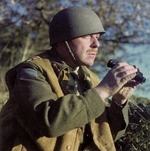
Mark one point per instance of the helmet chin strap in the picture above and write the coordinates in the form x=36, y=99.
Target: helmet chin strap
x=71, y=54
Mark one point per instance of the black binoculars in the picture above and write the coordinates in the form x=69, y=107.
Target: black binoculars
x=139, y=76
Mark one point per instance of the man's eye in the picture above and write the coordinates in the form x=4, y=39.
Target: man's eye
x=87, y=36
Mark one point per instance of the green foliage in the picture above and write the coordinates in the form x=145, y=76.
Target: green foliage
x=137, y=137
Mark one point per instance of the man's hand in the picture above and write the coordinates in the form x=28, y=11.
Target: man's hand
x=116, y=82
x=125, y=92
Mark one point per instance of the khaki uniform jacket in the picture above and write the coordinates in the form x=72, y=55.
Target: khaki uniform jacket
x=43, y=115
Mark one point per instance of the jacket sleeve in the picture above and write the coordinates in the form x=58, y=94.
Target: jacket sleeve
x=118, y=119
x=40, y=109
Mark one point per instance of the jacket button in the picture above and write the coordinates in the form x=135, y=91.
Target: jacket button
x=68, y=147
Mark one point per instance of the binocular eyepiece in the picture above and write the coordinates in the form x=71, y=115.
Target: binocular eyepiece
x=139, y=76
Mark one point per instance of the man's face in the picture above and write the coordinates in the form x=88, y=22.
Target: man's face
x=85, y=48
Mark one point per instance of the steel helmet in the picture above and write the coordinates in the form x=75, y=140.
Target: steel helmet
x=74, y=22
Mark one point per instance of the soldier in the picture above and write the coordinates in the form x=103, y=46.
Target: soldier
x=56, y=102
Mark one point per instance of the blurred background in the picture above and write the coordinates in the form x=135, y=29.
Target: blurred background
x=24, y=33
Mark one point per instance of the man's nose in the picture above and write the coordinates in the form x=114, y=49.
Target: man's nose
x=95, y=43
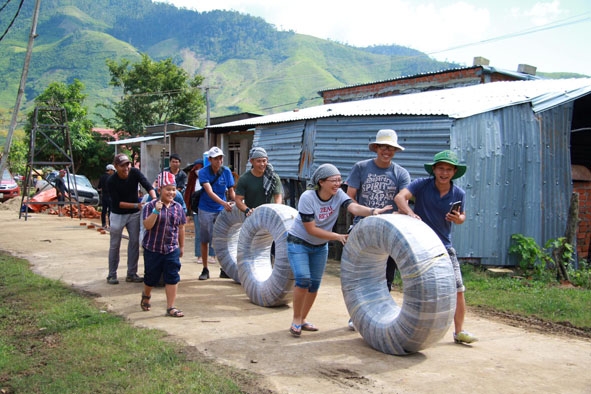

Exercise prompt =>
Repeat word for word only the lines from the line holding "Target: jacket button" to the final line of the material, both included. Don't carry over any picture.

Solution below =>
Target: jacket button
x=68, y=147
Mark one point per instance of the binocular eyepiece in the picture above and write the coordinates in the form x=71, y=115.
Target: binocular eyepiece
x=139, y=76
Mark one point per instance of the man's face in the picture above and write the coordinates in the form x=88, y=22.
Target: man's face
x=85, y=48
Mark one point per instance of the steel helmet in the picture above and write the coordinates in the form x=75, y=140.
Target: steel helmet
x=74, y=22
Mark one point per instance of the soldier in the picture above and write the coordinates in the form x=103, y=46.
Target: soldier
x=56, y=102
Mark one point per instance of the blurred background in the picture above and write the coordinates in the form x=135, y=29.
Target: blurred background
x=24, y=33
Mark one point per instance of the man's nose in the picture above and write the coordinates in the form x=114, y=49.
Target: man's nose
x=95, y=43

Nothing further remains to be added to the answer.